* BEGIN Data provided *

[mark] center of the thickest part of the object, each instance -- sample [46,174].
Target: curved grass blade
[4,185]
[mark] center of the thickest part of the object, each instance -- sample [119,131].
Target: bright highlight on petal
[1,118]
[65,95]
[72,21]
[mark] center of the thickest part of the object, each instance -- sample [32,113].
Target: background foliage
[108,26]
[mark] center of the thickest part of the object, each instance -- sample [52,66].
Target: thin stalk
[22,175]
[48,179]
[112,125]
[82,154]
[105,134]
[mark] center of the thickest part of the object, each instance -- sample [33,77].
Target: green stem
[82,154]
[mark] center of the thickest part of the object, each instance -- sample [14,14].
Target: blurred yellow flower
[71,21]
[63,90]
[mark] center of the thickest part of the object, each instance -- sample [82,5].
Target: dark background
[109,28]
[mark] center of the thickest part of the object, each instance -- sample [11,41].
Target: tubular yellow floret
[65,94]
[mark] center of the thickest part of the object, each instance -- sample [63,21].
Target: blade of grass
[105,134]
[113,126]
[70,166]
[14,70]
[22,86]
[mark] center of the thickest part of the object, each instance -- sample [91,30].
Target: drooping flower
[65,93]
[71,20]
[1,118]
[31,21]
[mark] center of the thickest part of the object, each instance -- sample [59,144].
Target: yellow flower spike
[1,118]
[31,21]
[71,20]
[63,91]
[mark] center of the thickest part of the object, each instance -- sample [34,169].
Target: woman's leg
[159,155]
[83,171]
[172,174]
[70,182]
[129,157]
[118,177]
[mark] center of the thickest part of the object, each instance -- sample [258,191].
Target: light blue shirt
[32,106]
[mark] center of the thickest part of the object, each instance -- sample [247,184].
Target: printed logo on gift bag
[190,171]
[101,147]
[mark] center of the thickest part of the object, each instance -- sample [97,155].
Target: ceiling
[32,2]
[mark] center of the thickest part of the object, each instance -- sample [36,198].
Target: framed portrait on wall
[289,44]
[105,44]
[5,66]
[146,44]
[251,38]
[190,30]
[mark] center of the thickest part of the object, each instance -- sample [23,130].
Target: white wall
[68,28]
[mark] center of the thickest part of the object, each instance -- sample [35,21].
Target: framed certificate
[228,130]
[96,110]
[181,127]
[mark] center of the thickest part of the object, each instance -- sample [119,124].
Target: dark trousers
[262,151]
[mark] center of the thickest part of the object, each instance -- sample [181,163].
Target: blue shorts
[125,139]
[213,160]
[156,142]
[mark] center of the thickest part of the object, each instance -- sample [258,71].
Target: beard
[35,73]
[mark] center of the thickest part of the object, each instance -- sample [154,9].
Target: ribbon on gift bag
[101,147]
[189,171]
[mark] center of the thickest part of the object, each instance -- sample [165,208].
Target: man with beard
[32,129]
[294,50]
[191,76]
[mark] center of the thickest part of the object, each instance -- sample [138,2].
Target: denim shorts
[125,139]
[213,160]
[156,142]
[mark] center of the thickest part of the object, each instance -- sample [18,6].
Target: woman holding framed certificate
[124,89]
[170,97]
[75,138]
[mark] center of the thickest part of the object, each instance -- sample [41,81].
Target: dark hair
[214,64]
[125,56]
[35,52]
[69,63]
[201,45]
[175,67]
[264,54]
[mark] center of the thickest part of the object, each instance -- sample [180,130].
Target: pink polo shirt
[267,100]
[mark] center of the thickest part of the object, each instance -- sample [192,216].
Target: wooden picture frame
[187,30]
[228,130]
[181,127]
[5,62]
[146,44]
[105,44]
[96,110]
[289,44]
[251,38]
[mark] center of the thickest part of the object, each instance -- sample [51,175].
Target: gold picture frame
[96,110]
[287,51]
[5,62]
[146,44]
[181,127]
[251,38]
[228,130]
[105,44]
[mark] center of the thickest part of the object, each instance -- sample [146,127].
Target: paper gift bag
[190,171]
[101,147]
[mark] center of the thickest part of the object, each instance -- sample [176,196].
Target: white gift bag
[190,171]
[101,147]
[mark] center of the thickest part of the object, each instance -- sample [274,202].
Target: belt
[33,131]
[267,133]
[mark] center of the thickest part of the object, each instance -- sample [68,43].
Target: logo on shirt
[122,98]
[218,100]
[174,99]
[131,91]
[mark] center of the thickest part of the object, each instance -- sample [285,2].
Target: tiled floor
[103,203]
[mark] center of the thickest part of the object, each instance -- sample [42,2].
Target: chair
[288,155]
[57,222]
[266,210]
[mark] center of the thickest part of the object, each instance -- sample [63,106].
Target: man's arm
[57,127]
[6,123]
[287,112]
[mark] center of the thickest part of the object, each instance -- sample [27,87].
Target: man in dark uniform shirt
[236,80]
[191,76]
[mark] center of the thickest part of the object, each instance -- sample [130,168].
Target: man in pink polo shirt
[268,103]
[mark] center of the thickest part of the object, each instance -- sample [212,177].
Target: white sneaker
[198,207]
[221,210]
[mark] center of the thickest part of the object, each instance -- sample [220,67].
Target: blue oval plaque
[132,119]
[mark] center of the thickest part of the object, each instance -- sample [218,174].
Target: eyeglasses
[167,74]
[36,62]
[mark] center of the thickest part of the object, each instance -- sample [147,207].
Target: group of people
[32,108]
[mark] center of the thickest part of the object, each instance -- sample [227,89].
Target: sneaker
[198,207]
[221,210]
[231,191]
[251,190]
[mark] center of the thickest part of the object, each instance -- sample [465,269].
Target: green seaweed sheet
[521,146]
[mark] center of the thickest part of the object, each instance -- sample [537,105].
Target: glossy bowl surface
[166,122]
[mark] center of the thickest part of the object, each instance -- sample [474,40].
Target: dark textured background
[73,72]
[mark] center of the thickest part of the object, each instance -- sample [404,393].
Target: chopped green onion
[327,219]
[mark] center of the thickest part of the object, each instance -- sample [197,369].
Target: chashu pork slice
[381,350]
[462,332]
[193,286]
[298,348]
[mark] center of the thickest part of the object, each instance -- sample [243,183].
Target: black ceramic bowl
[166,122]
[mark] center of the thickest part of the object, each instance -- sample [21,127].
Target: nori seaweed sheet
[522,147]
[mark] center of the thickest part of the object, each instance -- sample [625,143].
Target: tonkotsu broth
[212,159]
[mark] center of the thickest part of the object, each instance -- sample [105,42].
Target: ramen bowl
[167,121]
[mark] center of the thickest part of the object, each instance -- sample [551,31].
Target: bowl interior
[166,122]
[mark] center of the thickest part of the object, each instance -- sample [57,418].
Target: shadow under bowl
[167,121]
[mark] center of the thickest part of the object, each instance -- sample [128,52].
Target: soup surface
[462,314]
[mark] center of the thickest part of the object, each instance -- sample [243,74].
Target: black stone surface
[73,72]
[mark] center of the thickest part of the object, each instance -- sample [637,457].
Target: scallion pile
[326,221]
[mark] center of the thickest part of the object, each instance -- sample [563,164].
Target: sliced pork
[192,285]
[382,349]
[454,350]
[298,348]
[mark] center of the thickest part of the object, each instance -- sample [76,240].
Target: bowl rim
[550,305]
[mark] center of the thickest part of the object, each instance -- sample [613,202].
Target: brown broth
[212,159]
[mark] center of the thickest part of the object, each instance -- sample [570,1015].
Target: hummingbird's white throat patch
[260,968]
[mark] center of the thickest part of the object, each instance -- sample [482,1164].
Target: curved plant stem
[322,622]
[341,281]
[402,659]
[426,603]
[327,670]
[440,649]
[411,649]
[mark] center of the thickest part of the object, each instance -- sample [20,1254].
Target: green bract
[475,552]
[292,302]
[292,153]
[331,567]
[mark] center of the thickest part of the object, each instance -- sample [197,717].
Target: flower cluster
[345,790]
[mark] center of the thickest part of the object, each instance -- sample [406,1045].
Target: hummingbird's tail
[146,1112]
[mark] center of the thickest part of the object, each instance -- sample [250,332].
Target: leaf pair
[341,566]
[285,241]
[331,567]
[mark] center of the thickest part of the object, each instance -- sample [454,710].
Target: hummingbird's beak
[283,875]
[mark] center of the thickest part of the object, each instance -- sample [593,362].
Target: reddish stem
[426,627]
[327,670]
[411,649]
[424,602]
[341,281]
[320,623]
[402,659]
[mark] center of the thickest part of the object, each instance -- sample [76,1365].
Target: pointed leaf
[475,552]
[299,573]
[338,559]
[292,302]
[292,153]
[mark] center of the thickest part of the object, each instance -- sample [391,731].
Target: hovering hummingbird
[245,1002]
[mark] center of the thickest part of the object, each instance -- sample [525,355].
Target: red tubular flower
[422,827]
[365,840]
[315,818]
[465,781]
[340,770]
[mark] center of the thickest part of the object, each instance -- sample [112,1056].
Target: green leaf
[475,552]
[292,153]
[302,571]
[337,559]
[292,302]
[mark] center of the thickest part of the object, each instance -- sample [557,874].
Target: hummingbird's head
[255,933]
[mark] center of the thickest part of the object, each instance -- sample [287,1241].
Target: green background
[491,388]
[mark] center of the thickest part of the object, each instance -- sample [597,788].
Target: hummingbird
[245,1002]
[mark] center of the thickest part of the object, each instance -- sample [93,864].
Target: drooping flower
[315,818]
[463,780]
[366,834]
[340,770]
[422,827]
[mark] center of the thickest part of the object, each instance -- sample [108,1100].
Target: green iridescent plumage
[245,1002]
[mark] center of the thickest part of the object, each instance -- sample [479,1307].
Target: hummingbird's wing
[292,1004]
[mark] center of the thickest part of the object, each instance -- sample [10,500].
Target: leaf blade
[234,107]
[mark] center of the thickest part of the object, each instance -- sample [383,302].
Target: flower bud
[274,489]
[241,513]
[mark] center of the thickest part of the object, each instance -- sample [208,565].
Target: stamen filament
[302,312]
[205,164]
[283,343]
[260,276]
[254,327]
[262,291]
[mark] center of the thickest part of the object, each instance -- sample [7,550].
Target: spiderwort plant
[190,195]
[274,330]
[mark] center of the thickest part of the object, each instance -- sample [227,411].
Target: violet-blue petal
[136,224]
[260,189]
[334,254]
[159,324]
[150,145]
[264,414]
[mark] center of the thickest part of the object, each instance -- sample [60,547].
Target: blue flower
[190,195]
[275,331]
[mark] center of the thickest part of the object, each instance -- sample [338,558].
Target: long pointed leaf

* END Data provided *

* [Work required]:
The lines to quote run from the one containing "-- sample [208,565]." through the final line of the material above; please give them exactly, both ends included, and nothing else.

* [Answer]:
[mark] center of the thickest part of the object, each instance -- sample [208,565].
Target: stamen filament
[302,312]
[205,164]
[283,343]
[260,276]
[254,327]
[262,291]
[mark] center of the thickest part of the object, each instance -- sample [7,550].
Target: spiderwort plant
[190,195]
[274,330]
[mark] center of the thickest part of the object, each instance -- sample [227,411].
Target: violet-blue petal
[136,224]
[260,189]
[334,254]
[159,324]
[150,145]
[264,414]
[mark] center of the thickest part of the object, each instance -- sample [60,547].
Target: blue flower
[190,195]
[275,331]
[mark] center of the thickest part of the object, each instance -- sample [338,558].
Target: long pointed leaf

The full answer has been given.